→ **Exercise directions**:
Which lines in the records below contain the string "brown"? Copy each such line in full, and match case exactly.

→ **Material for the task**:
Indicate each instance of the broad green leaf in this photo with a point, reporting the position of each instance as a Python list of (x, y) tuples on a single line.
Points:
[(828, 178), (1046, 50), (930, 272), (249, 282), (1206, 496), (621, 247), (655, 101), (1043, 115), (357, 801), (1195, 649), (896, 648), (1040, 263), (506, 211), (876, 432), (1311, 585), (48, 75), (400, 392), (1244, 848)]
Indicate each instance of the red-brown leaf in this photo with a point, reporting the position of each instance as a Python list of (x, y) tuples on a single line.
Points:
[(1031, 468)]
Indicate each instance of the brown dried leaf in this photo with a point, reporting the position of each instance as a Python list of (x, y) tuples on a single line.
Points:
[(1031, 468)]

--

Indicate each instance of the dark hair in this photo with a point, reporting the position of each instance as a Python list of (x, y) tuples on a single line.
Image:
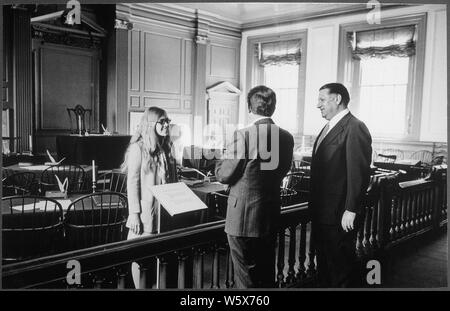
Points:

→ **Task result**:
Indicate each instance of the red-brown leaf in this photo with a point, reporting the position of each instance as a Python list of (x, y) tuples on a single line.
Indicate each instance of the brown dried leaf in this photo with a point, reporting the position of each instance as a Python list of (x, y) tuples on a single line.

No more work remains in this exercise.